Count the lines in the entries below that contain the word "purple" and give only that number.

* * * *

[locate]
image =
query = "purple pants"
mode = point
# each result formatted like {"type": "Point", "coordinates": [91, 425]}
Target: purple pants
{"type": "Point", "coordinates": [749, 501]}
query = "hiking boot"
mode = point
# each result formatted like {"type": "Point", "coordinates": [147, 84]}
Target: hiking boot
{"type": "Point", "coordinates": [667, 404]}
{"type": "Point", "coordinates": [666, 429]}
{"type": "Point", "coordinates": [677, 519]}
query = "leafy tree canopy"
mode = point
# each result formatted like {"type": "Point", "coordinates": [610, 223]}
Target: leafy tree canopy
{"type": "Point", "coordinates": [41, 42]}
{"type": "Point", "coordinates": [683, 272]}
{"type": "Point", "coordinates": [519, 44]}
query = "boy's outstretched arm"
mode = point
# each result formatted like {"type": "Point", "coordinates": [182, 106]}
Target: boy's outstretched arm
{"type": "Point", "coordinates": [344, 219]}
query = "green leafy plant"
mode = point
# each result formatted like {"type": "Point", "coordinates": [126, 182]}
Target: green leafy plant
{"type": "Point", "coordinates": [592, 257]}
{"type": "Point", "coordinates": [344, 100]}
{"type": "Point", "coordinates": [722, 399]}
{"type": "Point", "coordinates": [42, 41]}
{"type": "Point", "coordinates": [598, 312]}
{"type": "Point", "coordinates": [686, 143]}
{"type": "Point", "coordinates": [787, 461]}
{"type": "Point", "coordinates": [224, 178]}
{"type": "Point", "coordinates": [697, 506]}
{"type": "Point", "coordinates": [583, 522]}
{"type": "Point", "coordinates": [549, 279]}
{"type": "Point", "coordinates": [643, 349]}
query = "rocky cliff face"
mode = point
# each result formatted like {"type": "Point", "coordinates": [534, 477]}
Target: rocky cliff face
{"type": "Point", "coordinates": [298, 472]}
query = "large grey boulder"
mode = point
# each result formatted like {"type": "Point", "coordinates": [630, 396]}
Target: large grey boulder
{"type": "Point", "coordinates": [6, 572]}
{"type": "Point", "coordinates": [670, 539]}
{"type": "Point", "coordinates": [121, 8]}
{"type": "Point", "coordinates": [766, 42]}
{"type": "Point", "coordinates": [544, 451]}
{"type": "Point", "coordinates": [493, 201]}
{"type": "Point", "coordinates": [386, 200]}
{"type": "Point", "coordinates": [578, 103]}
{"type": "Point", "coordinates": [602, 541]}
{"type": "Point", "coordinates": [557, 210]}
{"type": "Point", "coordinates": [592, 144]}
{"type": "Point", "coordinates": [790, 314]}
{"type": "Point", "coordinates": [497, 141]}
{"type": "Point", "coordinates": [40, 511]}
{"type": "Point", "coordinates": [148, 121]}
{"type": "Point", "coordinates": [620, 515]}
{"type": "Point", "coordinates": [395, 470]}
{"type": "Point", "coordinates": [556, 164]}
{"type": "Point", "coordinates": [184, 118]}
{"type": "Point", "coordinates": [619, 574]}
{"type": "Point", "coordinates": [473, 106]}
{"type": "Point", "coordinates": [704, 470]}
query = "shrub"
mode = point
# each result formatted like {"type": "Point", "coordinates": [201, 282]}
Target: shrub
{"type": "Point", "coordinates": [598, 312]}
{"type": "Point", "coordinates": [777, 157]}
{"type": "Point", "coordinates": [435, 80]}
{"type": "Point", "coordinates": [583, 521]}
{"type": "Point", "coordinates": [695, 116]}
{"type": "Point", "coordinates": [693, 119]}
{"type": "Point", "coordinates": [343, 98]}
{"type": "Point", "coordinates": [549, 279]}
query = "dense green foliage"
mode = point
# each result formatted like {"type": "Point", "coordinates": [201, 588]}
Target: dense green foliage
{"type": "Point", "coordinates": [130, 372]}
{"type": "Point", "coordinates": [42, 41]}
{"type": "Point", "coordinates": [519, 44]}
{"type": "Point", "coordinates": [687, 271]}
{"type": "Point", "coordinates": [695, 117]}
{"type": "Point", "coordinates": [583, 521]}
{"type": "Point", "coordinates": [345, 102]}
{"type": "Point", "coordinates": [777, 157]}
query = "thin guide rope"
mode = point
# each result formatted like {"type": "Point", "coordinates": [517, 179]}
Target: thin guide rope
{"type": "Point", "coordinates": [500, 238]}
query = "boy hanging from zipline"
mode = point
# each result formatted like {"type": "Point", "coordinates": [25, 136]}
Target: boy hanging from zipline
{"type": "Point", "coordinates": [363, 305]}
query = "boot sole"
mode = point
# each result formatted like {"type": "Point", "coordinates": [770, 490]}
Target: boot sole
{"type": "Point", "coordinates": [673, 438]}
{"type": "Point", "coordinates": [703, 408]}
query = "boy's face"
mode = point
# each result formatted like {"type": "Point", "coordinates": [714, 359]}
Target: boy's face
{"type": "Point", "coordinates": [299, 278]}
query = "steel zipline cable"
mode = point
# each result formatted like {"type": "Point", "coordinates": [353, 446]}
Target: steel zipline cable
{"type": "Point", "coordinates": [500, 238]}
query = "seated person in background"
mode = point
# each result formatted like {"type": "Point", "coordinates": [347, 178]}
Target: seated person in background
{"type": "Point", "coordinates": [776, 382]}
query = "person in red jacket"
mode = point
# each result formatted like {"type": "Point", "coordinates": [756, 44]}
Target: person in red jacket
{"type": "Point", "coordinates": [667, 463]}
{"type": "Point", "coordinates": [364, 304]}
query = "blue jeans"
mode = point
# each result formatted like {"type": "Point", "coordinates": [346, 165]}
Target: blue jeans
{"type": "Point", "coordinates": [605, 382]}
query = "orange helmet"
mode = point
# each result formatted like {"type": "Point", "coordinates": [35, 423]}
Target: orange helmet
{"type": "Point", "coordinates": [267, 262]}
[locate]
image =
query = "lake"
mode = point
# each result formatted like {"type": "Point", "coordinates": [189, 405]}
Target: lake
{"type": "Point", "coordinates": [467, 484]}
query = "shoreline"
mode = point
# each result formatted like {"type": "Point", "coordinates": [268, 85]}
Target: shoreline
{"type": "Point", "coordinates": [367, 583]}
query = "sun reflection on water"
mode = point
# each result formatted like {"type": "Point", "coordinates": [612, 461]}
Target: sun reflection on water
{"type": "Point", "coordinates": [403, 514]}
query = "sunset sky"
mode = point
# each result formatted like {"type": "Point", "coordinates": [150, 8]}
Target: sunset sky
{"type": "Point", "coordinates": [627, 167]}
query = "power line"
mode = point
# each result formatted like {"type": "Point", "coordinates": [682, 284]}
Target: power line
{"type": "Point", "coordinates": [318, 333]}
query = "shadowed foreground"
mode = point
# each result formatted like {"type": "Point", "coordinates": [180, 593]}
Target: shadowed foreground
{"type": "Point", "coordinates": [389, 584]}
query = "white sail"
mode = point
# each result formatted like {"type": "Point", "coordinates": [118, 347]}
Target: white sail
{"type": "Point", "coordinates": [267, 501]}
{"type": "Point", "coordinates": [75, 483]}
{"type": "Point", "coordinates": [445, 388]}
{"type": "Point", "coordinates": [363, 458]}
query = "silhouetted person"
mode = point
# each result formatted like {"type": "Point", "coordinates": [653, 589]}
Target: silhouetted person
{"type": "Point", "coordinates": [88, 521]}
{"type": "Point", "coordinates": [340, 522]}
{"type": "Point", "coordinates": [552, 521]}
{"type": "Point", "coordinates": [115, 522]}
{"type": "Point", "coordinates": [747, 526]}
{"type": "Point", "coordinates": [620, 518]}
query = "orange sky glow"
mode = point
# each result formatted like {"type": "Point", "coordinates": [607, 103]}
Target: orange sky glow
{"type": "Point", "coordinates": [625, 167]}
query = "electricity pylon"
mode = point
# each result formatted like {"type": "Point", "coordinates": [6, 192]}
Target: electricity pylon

* * * *

(Expected answer) 2